# TEXTAUSZUG
◆ ◆ ◆ ◆
Es ist hoch beeindruckend, dass Sie völlig ignorieren, dass es – selbst wenn Sie recht hätten – natürlich Klima-, Energie- und Umweltpolitik gibt und wir diese natürlich mitgestalten wollen. Sie geben mit Ihrem Antrag jeden Anspruch auf Gestaltungswillen ab.

(Karsten Hilse [AfD]: Das stimmt nicht!)

Sie verstecken sich hinter Ihren Händen und ignorieren die aktuelle Debatte. Das, meine Damen und Herren, ist traurig.

(Beifall bei der FDP sowie bei Abgeordneten der CDU/CSU und der SPD)

Natürlich ist es richtig, dass wir aktuelle Klimapolitik sinnvoll ausgestalten müssen. Frau Weisgerber, Sie haben uns gerade eingeladen, mitzumachen. Wir warten immer noch auf die Einladung zum Klimakonsens. Wir haben hier schon tausend Vorschläge dazu eingebracht. Aber ein Klimakonsens ohne Angebot eines parlamentarischen Verfahrens ist ein Witz und ist kein Beitrag zur aktuellen Debatte. Es ist vor allen Dingen kein Bessermachen eines, so leid es mir tut, im Moment gescheiterten Klimapaketes.

(Beifall bei der FDP)

Sie haben in Ihrer Rede davon gesprochen, Herr Hilse, dass die wirtschaftliche Grundordnung gefährdet sei.

(Karsten Hilse [AfD]: Das stimmt nicht! Das habe ich nicht gesagt!)

Ich möchte Ihnen kurz den Zusammenhang der Finanzierung erklären: Wenn Sie Maßnahmen mit Geld finanzieren, dann verbrennt das Geld nicht.

(Abg. Karsten Hilse [AfD] meldet sich zu einer Zwischenfrage)

Das ist kein Feuer, um CO

Kollege Köhler, gestatten Sie eine Frage oder Bemerkung des Abgeordneten Hilse?

Mit dem größten Vergnügen.

(Ulli Nissen [SPD]: Das haben wir aber nicht! – Steffi Lemke [BÜNDNIS 90/DIE GRÜNEN]: Das ist nicht nötig! – Heiterkeit bei Abgeordneten der SPD und des BÜNDNISSES 90/DIE GRÜNEN)

– Guter Punkt.

Es zeichnet Sie aus, dass Sie die Zwischenfrage zulassen. – Ich wollte bloß richtigstellen, dass ich nicht davon gesprochen habe, dass die wirtschaftliche Grundordnung zerstört wird, sondern gesagt habe, dass die wirtschaftlichen Grundlagen der Bundesrepublik Deutschland peu à peu durch die Klimaschutzmaßnahmen, die sogenannten Klimaschutzmaßnahmen, unterminiert, zerstört werden, wie auch immer man das nennen will.

Ich war am Dienstag bei acatech. Dort habe ich niemanden von Ihnen gesehen.

(Dr. Martin Neumann [FDP]: Doch!)
◆ ◆ ◆ ◆
Beantworten Sie die folgenden Fragen zum Textauszug über die Bundestagsdebatte zur Klimapolitik:
1. Wer hat die Abgeordneten laut Redner gerade zum Mitmachen eingeladen?
2. Was geschieht nach Aussage des Redners nicht mit Geld, mit dem Maßnahmen finanziert werden?
3. Was wird laut Hilses Richtigstellung durch die Klimaschutzmaßnahmen peu à peu unterminiert?

# BEREITGESTELLTE ANGABEN
◆ ◆ ◆ ◆
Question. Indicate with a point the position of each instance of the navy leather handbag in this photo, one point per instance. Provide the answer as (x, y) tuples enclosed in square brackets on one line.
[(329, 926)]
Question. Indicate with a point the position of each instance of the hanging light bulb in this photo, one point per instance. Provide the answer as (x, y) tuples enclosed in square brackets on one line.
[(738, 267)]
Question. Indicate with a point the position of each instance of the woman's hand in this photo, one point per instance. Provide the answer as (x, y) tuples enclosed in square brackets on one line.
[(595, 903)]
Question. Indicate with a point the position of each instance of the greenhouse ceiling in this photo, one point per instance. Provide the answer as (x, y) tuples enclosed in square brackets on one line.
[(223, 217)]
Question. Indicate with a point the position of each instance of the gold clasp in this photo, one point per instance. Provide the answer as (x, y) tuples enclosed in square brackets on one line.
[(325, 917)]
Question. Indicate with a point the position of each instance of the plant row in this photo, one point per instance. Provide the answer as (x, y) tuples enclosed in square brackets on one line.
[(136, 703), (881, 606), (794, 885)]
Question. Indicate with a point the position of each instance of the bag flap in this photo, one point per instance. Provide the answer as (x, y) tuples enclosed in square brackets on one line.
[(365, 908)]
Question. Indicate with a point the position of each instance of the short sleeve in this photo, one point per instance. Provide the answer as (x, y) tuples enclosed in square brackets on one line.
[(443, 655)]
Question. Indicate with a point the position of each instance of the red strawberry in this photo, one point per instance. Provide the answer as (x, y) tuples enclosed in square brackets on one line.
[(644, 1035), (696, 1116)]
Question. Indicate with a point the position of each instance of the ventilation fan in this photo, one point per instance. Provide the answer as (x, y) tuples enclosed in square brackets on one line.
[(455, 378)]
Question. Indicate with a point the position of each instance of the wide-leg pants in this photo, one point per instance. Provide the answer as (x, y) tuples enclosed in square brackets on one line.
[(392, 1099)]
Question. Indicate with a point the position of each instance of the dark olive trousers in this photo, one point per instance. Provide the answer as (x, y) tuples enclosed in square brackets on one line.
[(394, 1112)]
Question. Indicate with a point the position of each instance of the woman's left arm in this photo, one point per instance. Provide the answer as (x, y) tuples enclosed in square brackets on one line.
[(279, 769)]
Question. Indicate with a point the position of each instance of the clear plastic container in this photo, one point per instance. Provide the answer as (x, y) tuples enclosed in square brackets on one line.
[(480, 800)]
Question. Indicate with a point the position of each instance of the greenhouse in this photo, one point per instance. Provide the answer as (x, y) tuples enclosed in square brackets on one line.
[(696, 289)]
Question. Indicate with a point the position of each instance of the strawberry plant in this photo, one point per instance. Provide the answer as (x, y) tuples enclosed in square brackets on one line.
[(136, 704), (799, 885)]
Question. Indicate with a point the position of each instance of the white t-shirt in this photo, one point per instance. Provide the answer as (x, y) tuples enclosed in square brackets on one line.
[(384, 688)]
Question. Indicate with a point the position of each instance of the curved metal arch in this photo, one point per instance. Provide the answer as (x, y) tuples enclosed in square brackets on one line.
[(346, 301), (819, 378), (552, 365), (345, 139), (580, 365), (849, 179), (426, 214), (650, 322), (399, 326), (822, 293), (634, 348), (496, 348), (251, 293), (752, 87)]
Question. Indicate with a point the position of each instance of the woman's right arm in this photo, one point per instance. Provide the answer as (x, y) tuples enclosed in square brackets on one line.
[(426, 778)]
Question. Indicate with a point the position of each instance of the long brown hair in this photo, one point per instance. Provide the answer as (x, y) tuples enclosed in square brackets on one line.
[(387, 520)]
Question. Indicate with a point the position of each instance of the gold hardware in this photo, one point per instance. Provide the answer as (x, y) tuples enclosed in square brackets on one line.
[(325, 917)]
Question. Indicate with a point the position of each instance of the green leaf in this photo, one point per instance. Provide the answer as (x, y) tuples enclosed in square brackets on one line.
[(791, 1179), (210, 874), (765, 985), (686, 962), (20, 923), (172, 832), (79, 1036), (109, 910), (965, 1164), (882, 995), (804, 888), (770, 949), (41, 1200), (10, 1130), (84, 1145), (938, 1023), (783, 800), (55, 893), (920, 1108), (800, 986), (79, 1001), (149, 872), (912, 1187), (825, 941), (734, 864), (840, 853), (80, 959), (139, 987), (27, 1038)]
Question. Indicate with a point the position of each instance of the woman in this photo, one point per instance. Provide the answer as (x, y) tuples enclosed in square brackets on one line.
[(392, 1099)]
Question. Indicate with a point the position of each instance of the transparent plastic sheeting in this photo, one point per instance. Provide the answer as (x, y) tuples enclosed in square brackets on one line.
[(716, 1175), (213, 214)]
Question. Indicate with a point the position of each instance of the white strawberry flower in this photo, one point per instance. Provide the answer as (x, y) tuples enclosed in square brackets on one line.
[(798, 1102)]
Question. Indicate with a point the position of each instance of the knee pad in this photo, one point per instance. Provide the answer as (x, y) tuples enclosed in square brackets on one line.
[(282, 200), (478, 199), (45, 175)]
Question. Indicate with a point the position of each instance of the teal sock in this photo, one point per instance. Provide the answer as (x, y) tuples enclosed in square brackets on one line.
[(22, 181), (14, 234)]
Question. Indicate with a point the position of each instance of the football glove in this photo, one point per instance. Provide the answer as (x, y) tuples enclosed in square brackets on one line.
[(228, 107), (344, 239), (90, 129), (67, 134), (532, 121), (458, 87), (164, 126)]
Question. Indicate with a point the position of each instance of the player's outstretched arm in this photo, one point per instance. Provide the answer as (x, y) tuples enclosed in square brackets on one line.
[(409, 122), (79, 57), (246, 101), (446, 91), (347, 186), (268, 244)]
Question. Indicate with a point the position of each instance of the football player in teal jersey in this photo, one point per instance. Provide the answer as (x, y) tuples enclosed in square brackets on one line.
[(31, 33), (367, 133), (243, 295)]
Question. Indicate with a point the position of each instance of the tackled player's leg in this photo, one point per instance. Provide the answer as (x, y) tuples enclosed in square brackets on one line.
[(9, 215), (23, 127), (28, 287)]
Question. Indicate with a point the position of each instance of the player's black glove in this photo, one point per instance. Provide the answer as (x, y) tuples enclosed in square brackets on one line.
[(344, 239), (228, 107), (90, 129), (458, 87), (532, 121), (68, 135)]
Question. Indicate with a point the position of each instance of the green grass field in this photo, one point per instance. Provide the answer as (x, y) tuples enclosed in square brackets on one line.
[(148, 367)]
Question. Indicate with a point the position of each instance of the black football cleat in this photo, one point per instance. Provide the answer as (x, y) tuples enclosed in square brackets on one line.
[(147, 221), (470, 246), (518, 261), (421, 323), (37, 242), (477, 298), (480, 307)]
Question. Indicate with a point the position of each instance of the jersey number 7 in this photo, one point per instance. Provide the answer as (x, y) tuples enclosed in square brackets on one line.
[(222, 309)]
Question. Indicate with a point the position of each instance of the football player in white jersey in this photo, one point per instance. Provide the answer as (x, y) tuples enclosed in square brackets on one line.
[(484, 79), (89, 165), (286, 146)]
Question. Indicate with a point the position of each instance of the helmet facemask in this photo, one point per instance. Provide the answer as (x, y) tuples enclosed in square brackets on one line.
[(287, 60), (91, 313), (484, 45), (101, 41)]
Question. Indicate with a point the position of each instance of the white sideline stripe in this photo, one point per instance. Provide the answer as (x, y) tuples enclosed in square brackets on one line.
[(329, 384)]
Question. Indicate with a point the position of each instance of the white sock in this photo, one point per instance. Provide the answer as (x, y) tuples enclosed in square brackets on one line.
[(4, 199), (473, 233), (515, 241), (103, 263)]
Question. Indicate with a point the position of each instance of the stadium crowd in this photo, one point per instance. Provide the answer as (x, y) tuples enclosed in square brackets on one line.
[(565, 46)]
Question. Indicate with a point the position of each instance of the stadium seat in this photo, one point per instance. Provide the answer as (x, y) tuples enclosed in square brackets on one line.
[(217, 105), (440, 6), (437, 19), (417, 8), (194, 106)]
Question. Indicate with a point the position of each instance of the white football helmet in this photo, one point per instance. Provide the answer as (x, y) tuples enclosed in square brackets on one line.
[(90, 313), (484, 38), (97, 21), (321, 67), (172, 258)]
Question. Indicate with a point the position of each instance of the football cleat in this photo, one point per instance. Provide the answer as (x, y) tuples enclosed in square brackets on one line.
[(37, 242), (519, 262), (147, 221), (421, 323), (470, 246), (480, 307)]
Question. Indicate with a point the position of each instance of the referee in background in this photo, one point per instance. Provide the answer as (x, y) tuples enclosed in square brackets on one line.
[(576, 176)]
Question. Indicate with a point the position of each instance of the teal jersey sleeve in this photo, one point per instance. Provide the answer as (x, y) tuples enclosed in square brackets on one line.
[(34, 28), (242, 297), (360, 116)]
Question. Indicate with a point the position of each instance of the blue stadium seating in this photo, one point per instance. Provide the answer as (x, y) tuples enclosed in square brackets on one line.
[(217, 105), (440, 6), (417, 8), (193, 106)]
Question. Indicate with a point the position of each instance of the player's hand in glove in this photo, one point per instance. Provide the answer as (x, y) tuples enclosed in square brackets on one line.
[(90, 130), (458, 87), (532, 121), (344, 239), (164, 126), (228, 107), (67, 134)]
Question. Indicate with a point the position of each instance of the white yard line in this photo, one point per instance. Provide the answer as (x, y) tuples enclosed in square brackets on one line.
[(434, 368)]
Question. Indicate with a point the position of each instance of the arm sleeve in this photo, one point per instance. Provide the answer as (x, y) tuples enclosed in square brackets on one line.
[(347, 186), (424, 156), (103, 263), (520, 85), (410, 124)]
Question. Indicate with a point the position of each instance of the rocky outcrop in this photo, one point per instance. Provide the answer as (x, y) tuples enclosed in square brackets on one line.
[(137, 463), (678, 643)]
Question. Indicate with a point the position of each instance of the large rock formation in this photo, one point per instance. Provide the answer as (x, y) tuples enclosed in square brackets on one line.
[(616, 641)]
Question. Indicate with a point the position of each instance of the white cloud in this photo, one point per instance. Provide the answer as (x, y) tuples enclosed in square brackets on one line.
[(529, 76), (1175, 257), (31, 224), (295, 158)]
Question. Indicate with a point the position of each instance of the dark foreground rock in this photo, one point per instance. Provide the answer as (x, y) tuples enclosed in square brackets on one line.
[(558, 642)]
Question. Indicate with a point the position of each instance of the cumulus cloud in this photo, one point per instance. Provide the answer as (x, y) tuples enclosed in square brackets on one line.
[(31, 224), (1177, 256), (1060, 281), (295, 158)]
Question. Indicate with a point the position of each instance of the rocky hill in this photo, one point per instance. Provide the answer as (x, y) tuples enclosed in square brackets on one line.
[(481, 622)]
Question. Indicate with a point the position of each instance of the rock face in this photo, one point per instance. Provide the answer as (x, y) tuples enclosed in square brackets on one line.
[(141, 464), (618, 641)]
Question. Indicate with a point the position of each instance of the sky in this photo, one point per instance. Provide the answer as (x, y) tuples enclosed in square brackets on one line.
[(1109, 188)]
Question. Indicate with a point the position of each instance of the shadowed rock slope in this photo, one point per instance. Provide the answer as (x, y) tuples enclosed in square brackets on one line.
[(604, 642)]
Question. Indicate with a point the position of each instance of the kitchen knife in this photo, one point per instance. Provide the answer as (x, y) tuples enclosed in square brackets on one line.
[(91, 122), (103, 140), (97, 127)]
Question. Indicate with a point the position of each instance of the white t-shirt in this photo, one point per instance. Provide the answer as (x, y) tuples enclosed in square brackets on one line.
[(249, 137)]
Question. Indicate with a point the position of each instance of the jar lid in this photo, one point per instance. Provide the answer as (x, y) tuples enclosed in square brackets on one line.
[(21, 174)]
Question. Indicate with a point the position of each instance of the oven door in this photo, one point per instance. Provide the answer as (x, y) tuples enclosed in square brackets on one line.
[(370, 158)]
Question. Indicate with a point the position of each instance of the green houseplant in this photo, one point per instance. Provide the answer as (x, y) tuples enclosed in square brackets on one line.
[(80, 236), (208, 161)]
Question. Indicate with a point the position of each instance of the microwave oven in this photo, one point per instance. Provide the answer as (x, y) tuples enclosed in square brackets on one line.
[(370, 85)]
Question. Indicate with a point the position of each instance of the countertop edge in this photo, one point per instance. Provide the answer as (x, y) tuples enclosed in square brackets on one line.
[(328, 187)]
◆ ◆ ◆ ◆
# LÖSUNG DER AUFGABE
1. Frau Weisgerber.
2. Es verbrennt nicht.
3. Die wirtschaftlichen Grundlagen der Bundesrepublik Deutschland.